__RECORDS TO USE__:

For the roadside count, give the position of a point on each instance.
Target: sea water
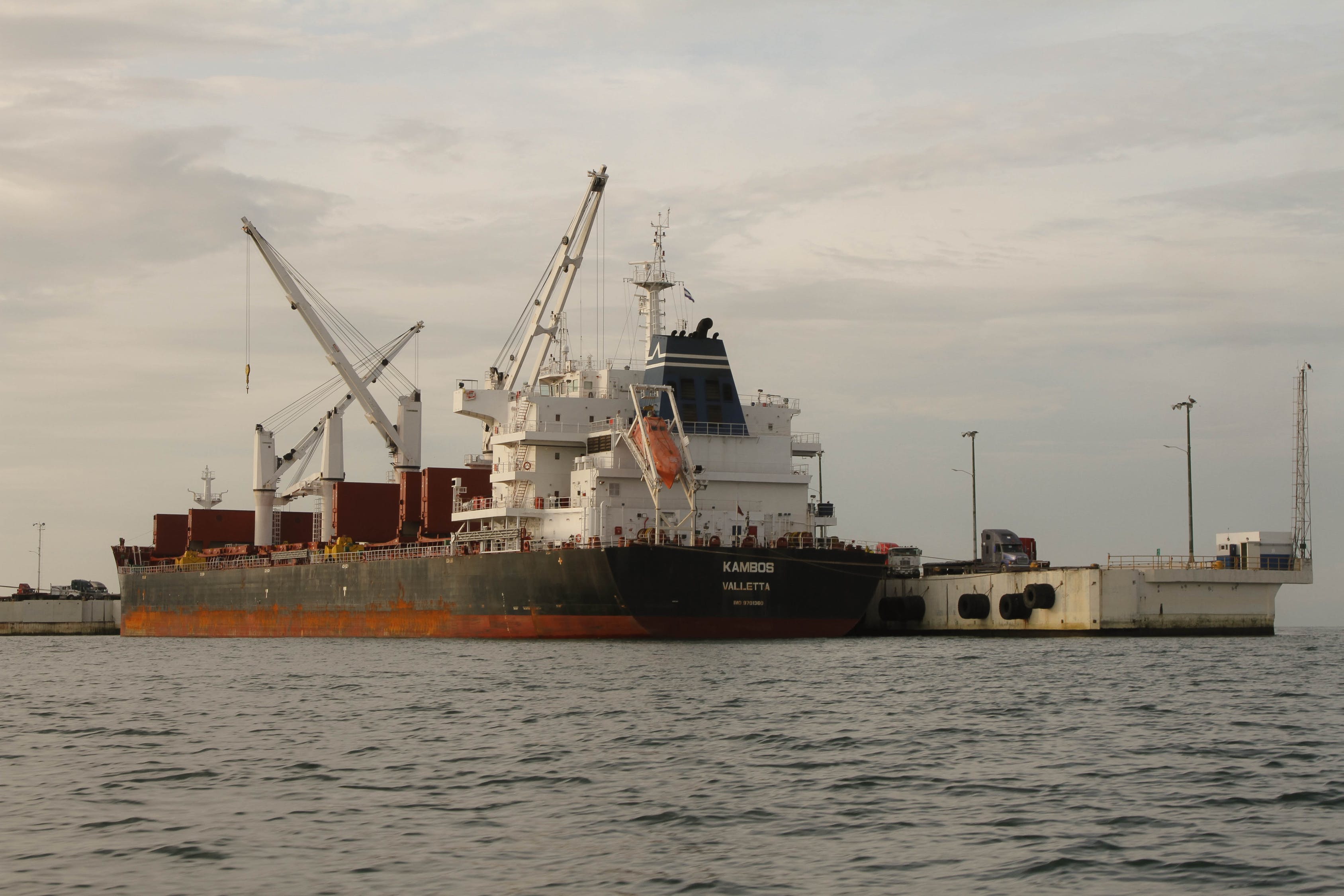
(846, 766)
* * *
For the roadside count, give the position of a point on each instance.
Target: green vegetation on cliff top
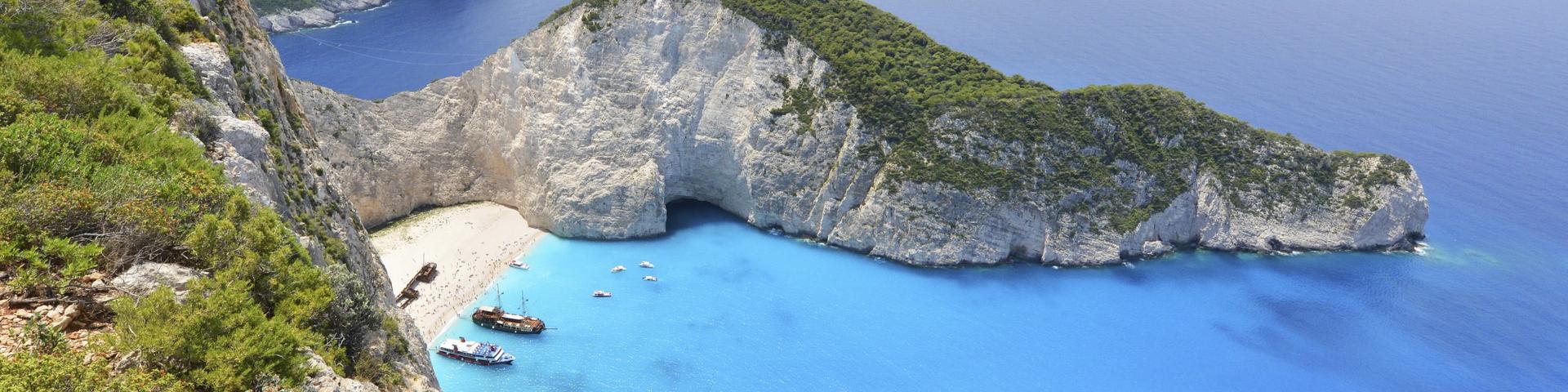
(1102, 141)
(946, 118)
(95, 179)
==
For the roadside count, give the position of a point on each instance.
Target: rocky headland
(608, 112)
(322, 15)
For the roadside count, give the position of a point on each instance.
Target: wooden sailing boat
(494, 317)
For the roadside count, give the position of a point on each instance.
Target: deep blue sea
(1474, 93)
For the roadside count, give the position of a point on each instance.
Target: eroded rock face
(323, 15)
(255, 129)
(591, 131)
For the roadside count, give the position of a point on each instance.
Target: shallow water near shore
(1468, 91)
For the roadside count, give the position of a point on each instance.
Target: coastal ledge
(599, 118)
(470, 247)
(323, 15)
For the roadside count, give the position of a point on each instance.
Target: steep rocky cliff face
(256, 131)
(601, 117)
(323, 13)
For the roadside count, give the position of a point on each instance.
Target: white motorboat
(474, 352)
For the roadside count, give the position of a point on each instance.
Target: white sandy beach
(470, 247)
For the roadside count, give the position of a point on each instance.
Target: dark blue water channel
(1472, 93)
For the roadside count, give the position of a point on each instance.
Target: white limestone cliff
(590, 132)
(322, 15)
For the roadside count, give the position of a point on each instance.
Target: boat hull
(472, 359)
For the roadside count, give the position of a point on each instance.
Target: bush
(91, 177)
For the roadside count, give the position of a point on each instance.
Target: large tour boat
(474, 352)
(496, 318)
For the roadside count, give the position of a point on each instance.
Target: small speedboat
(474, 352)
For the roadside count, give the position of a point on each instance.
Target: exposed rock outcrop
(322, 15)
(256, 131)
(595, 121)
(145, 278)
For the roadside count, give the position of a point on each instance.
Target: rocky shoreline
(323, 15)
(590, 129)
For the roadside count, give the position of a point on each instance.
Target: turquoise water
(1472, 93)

__WHAT THE TASK REQUIRES__: Collect every line in the records above that contains the word "blue", and copy each such line.

__THE COMPLETED TASK__:
Target: deep blue sea
Target: dark blue water channel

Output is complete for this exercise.